[Stored items]
start

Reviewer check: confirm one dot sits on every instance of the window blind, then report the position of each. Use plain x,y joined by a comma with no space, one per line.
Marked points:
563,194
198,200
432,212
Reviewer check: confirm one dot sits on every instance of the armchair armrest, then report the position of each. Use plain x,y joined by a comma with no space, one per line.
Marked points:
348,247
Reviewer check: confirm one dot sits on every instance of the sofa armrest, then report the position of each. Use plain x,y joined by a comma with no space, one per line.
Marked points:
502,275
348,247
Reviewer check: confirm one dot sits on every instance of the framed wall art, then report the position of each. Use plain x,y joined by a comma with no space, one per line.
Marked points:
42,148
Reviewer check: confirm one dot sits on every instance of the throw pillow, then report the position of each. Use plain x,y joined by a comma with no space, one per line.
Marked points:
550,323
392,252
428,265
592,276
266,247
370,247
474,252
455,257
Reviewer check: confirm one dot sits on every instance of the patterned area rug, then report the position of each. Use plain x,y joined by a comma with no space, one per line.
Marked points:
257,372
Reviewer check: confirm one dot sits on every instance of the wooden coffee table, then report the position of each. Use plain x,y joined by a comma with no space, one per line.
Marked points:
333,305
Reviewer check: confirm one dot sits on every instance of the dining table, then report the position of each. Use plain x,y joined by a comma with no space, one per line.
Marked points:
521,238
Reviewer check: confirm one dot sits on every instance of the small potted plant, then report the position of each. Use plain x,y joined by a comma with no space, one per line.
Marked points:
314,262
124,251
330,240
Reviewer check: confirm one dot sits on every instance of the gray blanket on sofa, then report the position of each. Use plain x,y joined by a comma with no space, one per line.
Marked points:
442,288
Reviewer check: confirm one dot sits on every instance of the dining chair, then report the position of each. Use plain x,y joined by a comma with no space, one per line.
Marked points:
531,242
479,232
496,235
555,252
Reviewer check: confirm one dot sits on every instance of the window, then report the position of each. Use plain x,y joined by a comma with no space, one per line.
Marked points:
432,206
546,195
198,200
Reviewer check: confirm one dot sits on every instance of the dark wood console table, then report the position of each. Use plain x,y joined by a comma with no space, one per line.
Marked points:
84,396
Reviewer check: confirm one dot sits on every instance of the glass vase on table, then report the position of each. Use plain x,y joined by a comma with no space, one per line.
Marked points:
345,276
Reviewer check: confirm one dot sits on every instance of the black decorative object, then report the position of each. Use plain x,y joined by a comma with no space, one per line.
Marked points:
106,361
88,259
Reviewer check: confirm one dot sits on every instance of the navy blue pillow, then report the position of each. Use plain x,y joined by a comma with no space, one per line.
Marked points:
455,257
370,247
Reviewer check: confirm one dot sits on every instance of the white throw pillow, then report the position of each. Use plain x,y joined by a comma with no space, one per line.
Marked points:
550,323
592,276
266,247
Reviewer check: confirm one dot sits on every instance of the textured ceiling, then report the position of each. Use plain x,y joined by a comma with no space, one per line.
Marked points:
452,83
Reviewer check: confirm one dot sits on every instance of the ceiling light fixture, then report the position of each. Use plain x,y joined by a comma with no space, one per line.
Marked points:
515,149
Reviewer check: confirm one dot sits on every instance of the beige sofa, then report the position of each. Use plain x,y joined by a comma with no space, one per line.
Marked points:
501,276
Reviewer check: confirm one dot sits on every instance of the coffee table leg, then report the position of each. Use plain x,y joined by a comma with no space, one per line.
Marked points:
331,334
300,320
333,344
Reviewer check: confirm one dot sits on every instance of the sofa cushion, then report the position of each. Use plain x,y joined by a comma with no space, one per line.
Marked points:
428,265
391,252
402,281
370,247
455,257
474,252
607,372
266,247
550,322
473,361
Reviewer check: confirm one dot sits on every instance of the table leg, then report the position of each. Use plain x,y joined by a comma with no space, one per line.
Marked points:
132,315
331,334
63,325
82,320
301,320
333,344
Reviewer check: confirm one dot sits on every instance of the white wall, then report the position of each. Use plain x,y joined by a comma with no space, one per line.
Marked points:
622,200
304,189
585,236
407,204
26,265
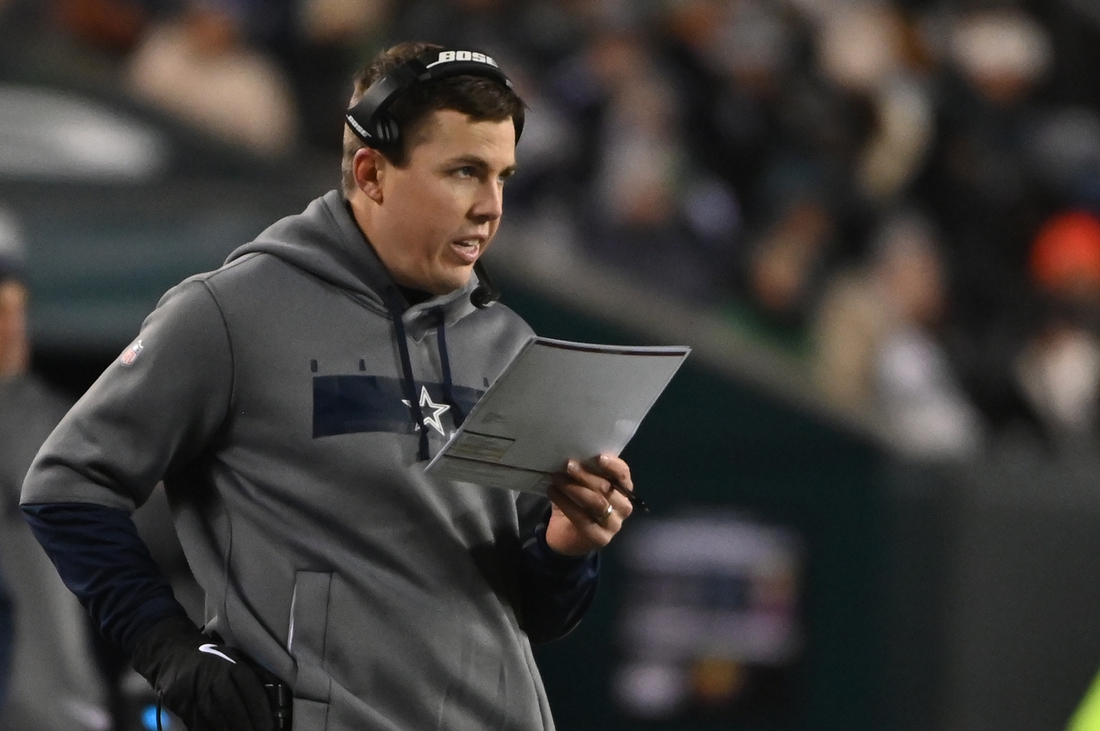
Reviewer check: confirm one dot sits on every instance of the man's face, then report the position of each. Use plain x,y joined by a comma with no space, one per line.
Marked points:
439,213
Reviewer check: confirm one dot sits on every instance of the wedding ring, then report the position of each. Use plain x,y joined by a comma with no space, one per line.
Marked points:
607,513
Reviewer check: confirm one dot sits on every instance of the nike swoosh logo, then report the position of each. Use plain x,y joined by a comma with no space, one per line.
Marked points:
212,650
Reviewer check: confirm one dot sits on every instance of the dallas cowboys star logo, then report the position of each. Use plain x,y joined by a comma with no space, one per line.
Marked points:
437,410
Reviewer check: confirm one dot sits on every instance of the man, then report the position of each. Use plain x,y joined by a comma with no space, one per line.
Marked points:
55,684
289,400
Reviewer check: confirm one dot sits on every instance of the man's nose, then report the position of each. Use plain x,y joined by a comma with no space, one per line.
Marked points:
490,202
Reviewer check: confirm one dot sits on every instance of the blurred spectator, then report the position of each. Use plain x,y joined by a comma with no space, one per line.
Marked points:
862,50
7,640
878,345
55,685
197,65
985,194
1059,368
644,181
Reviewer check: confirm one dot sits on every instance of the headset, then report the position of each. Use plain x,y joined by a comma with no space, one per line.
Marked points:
370,118
372,122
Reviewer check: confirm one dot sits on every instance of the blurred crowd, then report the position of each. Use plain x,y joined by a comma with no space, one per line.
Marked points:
902,195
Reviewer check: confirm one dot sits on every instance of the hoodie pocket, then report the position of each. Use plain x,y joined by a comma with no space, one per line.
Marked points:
306,639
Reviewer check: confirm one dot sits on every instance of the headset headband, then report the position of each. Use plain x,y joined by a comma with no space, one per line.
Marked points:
370,120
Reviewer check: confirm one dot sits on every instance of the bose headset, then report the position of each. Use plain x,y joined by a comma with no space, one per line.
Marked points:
371,121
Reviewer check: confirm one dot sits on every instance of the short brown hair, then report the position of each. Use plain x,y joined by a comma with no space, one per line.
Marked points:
480,98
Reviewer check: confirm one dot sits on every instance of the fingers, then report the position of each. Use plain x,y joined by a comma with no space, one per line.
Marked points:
237,702
595,494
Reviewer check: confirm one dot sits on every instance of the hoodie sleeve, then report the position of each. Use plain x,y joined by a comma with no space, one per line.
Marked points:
154,410
556,590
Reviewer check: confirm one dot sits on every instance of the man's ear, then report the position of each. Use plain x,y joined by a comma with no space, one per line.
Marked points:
370,167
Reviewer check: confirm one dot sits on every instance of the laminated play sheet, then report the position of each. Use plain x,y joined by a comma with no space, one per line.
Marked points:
556,400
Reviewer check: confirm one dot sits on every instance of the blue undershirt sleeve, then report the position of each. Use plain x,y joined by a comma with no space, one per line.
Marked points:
102,560
556,589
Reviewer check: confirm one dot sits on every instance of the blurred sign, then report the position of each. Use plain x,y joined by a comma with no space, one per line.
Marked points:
710,624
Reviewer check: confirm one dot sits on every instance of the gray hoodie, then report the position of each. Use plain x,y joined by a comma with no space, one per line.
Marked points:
268,397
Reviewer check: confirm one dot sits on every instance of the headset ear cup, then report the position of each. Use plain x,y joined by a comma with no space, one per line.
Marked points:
385,131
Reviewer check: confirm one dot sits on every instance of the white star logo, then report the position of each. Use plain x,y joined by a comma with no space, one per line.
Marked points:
437,410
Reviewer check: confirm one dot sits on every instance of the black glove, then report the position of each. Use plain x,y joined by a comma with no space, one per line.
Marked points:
209,686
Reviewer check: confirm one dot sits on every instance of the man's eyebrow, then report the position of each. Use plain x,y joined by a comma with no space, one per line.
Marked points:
479,162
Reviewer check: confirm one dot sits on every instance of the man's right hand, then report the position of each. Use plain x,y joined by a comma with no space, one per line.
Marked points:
209,686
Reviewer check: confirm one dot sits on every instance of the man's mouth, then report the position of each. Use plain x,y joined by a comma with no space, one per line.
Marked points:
468,248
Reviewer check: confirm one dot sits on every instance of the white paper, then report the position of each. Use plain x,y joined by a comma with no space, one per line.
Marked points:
556,400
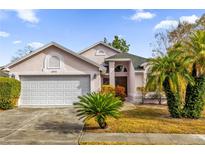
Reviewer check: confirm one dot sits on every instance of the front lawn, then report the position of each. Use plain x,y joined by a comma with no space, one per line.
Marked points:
149,119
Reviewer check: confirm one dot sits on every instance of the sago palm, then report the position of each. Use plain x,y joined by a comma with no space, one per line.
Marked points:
165,73
98,106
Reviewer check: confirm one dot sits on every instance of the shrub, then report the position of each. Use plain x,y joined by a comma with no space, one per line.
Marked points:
195,99
98,106
120,92
9,92
108,89
173,100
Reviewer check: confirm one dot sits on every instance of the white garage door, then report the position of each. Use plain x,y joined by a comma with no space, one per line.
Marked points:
53,90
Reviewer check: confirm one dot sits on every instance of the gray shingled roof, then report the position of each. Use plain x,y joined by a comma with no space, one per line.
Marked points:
136,60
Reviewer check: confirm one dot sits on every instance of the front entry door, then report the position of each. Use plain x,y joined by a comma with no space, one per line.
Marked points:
121,81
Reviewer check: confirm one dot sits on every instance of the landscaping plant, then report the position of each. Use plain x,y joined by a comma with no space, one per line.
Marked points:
108,89
9,92
98,106
165,72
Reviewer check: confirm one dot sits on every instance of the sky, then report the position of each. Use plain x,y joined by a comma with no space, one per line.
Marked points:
78,29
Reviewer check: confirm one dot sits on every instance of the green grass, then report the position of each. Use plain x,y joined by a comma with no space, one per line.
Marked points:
109,143
149,119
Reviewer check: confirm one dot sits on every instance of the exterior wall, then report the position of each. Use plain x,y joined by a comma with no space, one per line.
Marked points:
139,82
91,53
112,73
71,65
131,82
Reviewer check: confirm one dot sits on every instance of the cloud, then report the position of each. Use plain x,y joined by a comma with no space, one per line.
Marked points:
28,16
189,19
35,45
142,15
17,42
167,24
4,34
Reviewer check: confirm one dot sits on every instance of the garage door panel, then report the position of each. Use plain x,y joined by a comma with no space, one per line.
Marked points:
53,90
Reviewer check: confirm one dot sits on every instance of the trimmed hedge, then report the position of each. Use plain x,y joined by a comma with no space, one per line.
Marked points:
195,96
172,100
9,92
108,89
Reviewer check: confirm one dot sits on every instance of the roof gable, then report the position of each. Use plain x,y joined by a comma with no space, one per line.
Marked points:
47,46
98,43
136,60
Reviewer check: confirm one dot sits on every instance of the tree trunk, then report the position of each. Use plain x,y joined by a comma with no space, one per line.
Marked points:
173,100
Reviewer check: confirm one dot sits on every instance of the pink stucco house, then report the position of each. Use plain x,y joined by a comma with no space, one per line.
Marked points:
55,75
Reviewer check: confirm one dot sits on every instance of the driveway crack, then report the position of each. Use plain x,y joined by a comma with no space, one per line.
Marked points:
27,123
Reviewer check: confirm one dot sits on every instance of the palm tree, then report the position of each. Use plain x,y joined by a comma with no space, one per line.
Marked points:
194,50
165,72
98,106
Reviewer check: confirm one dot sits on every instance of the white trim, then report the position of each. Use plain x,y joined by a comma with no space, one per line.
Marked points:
97,53
33,105
46,62
58,46
140,71
102,43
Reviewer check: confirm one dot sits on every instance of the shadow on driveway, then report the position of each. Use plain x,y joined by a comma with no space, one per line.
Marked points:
60,127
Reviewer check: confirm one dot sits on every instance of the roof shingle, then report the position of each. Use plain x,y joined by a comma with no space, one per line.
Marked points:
136,60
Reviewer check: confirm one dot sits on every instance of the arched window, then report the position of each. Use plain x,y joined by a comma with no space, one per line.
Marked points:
120,68
54,62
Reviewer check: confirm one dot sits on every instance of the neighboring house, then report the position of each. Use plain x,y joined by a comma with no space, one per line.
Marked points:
55,75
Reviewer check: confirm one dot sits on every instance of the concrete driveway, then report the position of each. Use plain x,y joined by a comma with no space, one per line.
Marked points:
39,126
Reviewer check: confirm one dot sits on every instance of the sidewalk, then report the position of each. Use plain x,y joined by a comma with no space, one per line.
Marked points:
143,138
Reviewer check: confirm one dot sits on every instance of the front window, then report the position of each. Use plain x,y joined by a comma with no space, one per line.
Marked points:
120,68
54,62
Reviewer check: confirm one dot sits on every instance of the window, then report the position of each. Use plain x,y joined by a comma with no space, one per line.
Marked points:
100,53
54,62
120,68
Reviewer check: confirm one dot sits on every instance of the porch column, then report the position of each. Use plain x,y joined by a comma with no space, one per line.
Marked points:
112,73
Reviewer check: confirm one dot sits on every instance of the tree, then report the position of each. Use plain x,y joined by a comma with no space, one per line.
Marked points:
165,72
22,52
189,40
194,50
118,43
98,106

end

[Instructions to follow]
Begin with the line that contains "of the porch" and quote each line after it exactly, stopping after the last line of the data.

[Final result]
Reviewer check: confirm one dot sits on every instance of the porch column, then report the position of each. Use plain x,y joined by a comma with no space, one per line.
Marked points:
112,73
Reviewer check: confirm one dot sits on every instance of the tree, then report the position of each. Use plain x,y joined by a comma with no space, one per line.
Marked points:
165,72
22,52
189,40
194,50
118,43
98,106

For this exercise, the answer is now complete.